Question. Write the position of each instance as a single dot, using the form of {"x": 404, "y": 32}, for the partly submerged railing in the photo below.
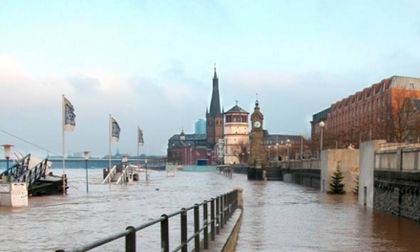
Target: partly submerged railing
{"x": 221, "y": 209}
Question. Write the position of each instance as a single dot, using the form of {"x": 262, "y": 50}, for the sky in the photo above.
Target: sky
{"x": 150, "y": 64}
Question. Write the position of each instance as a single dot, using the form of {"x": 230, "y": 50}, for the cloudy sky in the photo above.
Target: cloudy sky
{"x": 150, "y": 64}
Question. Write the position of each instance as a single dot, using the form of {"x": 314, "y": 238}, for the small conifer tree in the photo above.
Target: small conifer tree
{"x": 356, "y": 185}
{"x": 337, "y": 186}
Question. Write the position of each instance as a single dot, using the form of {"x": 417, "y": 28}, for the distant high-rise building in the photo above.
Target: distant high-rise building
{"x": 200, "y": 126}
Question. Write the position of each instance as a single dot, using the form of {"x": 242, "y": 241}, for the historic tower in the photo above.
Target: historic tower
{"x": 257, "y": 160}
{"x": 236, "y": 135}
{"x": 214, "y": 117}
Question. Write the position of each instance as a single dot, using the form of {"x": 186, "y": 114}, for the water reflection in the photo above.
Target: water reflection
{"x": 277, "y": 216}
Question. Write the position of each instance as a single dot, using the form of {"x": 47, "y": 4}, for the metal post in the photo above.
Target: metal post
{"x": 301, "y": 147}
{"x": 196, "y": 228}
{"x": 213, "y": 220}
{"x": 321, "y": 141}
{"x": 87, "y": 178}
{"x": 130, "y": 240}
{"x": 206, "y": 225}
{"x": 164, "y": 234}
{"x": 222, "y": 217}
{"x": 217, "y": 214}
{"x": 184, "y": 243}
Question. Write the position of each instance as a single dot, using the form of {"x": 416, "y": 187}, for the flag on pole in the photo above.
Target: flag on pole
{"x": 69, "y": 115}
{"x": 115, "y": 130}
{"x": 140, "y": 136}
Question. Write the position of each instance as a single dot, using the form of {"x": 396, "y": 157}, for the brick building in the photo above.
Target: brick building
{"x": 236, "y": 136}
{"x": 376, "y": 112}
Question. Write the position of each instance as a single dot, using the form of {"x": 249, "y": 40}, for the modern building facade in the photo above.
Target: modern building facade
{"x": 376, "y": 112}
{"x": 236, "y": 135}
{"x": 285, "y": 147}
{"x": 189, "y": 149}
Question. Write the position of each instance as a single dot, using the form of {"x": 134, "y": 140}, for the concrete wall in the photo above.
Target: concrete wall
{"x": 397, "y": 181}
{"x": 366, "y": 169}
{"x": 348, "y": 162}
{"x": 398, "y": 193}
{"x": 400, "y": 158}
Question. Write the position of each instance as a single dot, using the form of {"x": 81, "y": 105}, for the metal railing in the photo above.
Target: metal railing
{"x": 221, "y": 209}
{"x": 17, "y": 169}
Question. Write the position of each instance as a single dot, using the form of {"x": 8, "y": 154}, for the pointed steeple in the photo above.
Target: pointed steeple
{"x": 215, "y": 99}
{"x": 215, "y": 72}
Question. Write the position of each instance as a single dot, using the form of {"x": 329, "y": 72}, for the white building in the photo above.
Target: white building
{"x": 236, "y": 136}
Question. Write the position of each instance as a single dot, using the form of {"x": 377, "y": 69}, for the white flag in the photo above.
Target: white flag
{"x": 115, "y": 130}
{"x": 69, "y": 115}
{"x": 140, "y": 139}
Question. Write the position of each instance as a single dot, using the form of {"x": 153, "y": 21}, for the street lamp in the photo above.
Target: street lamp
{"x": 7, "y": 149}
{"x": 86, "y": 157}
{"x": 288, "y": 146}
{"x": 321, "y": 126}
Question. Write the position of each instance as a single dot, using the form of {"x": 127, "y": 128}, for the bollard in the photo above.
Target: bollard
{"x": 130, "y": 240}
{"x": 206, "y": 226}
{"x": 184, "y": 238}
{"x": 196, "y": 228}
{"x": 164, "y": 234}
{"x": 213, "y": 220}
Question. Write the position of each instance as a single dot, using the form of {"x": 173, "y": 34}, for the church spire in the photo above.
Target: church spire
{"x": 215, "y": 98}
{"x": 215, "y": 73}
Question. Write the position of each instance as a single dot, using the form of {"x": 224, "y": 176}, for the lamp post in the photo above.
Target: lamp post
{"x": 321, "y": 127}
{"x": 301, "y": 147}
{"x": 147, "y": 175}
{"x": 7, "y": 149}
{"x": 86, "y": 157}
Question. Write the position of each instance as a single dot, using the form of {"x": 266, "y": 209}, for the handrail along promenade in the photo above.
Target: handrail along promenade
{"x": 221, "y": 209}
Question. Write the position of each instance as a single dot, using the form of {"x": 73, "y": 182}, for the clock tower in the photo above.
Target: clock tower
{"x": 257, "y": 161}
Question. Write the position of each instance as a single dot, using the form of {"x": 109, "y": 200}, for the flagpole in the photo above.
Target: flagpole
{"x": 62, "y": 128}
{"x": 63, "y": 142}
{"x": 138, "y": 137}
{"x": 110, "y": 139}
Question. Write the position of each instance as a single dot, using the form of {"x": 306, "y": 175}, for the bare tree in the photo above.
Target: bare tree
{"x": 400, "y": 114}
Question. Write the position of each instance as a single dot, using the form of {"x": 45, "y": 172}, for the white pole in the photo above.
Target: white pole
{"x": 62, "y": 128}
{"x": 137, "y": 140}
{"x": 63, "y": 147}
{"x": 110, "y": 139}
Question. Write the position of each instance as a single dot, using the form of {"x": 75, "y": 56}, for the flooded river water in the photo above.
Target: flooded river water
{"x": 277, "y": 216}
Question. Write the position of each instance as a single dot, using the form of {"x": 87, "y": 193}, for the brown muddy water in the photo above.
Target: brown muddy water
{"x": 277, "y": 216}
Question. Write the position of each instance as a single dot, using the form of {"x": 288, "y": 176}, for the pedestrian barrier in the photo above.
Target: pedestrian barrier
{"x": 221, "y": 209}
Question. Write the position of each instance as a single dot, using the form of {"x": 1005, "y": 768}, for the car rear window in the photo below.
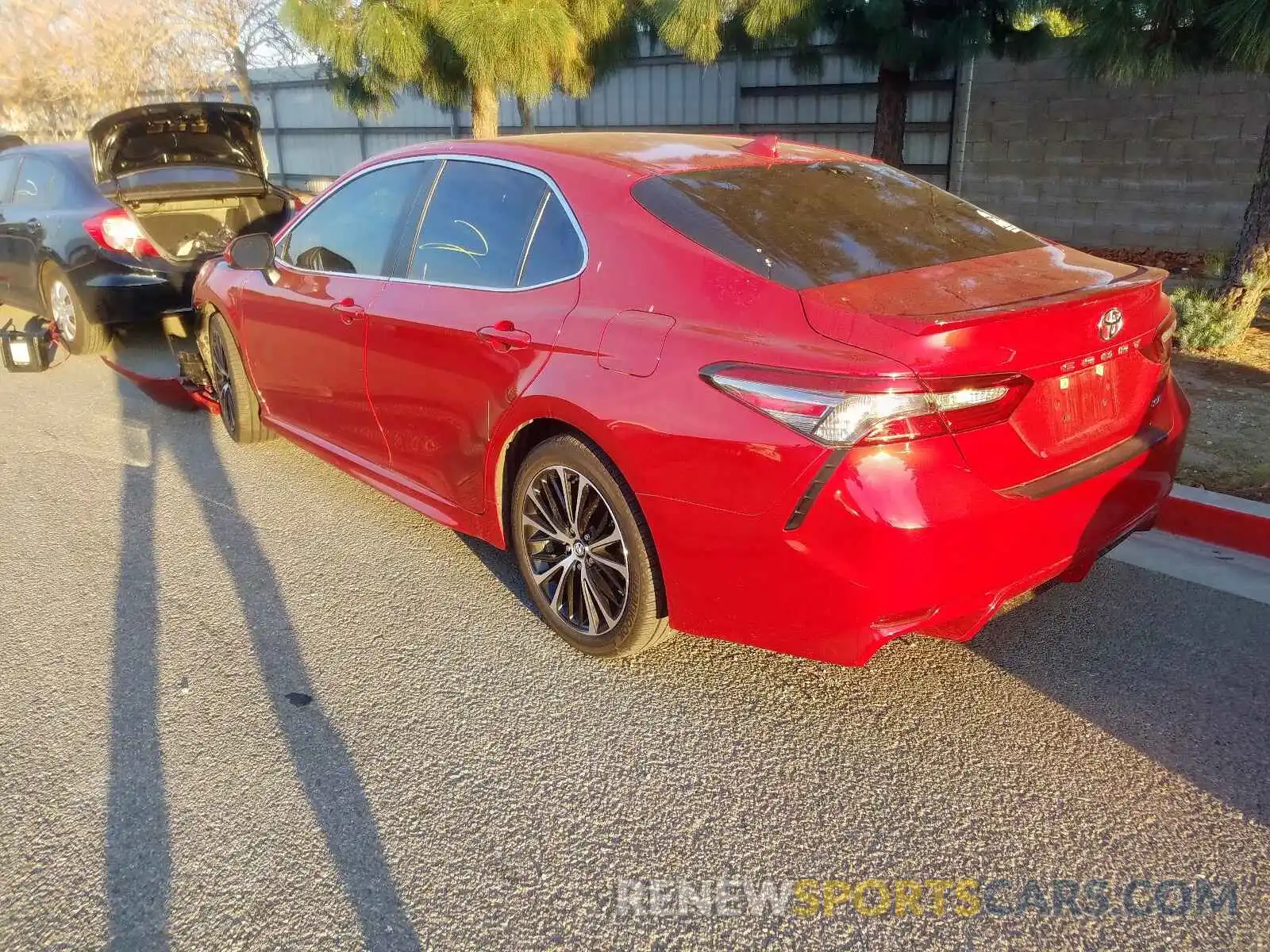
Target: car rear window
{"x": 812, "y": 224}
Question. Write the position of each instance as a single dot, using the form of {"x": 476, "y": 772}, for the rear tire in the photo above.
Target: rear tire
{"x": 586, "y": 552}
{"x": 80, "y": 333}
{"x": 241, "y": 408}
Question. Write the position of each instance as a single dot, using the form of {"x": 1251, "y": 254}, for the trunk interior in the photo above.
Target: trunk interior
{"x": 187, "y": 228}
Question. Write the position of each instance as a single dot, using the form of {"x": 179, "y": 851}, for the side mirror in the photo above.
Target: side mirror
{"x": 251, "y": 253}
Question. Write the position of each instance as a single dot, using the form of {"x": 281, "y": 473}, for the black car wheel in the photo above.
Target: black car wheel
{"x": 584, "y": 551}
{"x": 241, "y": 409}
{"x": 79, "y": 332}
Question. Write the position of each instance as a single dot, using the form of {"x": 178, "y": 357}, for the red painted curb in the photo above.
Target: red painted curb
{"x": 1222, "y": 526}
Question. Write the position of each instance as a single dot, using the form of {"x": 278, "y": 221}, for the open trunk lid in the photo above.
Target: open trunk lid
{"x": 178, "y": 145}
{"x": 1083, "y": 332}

» **TASK OBJECTIVE**: Express the lines of the records as a Markdown table with columns headed Row and Text. Start at the line containing "curb in the photo above." and continue through the end of the records, giving each line a row number and leaving out blank lines.

» **ANSWER FOR THE TASK**:
| Row | Text |
|---|---|
| 1 | Question. Write the position of each instance as a single dot, using the form of {"x": 178, "y": 357}, for the red painted curb in the photo above. |
| 2 | Target: red painted curb |
| 3 | {"x": 1222, "y": 526} |
| 4 | Question. Write the position of each instance as a single dot, using the form of {"x": 278, "y": 221}, for the open trunk lid in the photo above. |
| 5 | Target: open trunk lid |
| 6 | {"x": 178, "y": 145} |
| 7 | {"x": 1083, "y": 332} |